Document passage:
____________________
I left the screening in vertigo for the entire time it took me to cycle back to my home. It took me all that time to catch my breath.
The capture of trees and earth movements over seasons and climes was mesmerizing, taken with a wide lens to show the bigness of these Pilates moves of nature we are too small to notice from season to season or geography to geography.
The director did such a magnificent job that he must have shot reels and reels to extract all this Brobdingnagian majesty, like a bug on a window, scaling the sheer faces of well nigh impregnable glaciers and Himalayan peaks.
There are no artificial special effects here. Every scene is special, but real effects.
Anywhere you stand, the view from Mountain is whip-sharp breathtaking.
TULLY
Directed by Jason Reitman
We're all acquainted with a pack of medical acronyms: COPD, R.A., PTSD, PMS, even E.D. Much less familiar, even similarly not that much discussed (because it is a problem suffered uniquely by women, perhaps).
The protagonist of Tully, played sensitively by Charlize Theron, as Marlo, was created by (female!) writer Diablo Cody, who has collaborated with Reitman on several projects. Reitman, clever son of the great Canadian director Ivan Reitman (Ghostbusters and more), is the capable, dependable helmer of such standouts as Up in the Air (2009). He delivers a solid piece of entertainment that offers some sly surprises, especially some details that won't emerge unless you see the film a second time.
The excellent Theron, by the way, gained 50 pounds for the role, as a woman who is pregnant and gives birth is all the more remarkable for the actor having been in her best physical shape just before the movie shot. Theron was Atomic Blonde, a sizzling assassin in stilettos, spy regalia, and shades, who made fast work of her targets via kick, gun, or any nearby handy implement.
In Tully, the homebody mom is already mother to two children. Her husband, Drew, played by a likable and largely remote Ron Livingston, comes home from his tech job, eats, and takes to comatose zombie video games. The film is seen only from Theron's POV.
You see Marlo coping with lassitude, trying to get more than a few hours of sleep between feedings, giving up on making real meals or keeping the house in any sort of order. No makeup. No housework. Sweats every day. No sex. Hardly the energy for a smile.
____________________
Exercise prompt: Carry on the film review from the point where it ends. The material after this is separate from the film review.

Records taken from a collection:
____________________
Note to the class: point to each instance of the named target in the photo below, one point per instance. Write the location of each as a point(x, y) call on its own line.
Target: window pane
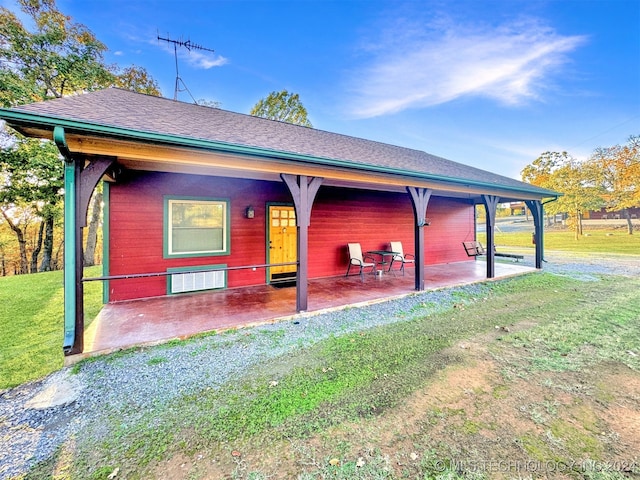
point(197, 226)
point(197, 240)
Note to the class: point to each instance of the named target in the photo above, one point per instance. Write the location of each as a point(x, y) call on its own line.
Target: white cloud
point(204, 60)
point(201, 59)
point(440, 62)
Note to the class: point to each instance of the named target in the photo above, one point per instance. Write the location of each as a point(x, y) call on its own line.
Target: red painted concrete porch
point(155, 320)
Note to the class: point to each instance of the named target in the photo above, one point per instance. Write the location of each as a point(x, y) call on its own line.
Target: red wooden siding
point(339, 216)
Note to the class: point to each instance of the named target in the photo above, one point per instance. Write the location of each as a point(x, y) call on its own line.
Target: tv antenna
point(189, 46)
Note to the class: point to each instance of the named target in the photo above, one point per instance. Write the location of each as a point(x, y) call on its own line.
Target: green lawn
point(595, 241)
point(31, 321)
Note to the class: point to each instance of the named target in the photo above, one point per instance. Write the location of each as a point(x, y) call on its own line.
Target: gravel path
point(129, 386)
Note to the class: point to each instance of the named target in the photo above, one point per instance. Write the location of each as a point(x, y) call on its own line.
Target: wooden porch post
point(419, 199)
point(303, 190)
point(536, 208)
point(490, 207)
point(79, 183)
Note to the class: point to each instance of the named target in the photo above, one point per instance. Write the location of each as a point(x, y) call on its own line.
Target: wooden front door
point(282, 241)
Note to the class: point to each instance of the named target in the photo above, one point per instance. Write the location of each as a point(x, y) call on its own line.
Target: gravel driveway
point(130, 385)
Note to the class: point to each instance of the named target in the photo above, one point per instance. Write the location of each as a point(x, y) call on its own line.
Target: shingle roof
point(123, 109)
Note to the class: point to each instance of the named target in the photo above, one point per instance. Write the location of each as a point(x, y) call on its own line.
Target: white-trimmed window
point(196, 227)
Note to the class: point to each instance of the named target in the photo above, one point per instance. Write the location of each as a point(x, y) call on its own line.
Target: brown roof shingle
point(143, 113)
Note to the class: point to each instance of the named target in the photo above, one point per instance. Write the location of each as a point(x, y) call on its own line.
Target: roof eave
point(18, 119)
____________________
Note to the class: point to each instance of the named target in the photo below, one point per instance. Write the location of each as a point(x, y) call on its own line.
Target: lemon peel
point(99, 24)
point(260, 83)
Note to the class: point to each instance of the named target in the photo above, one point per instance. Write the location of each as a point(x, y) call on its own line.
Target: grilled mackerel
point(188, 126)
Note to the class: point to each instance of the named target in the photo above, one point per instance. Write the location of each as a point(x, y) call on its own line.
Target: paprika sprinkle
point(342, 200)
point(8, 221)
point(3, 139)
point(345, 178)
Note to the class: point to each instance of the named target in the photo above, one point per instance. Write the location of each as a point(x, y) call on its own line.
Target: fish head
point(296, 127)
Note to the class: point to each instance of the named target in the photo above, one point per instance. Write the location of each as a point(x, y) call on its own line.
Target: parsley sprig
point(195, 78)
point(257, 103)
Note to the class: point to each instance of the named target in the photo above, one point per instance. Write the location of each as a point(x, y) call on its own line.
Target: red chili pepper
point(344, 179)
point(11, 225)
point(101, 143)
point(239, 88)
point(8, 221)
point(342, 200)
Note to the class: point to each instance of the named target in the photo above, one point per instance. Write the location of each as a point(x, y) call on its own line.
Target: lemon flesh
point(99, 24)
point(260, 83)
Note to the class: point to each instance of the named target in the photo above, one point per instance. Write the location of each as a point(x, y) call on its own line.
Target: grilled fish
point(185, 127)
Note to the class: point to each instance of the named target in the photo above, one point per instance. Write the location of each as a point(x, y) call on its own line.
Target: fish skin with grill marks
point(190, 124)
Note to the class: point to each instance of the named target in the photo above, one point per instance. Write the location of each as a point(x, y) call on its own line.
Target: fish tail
____________________
Answer to this task:
Noticing her exhaustion, her brother Craig (Mark Duplass) suggests a night nanny, Mackenzie Davis, someone to take care of baby's needs nightly, to give the new mother a few hours of rest. The woman comes, and she is amazingly intuitive, smart, almost surprisingly talented. A miracle of house care. Marlo's life is in turnaround.
Spoiler alert, sort of: This is something to see twice, as things are not exactly as they seem.
FIRST REFORMED
Directed by Paul Schrader
Buffs will recall that Schrader wrote the searing, Martin Scorsese-directed Taxi Driver (1970), the intense iconic N.Y. pocket cameo that kick-started Robert De Niro's legend (obnoxious as he has now become). Not a few viewers at the screening compared the pastor, played by a grizzled Ethan Hawke, to a more controlled, moderated Travis Bickel.
They may have a point. The film stars Amanda Seyfried as Mary, a parishioner struggling in a troubled marriage. Reformed is nominally in color but seems like a black and white Hitchcock output. It is bleached into the rigors of the pastor's self-mortifying life, emerging into color only intermittently, and apparently only to show blood.
The one-time military chaplain is still wracked by grief over the loss of his young son and the absence of his ex-wife. Mary, a member of his church, with a husband in a radical environmentalist mindset, commits suicide, setting in motion the stringent epistle to self-blame.
Having lived something of the life described by the film, we can say it resonates, and it stays with the viewer for quite some time after the conclusion.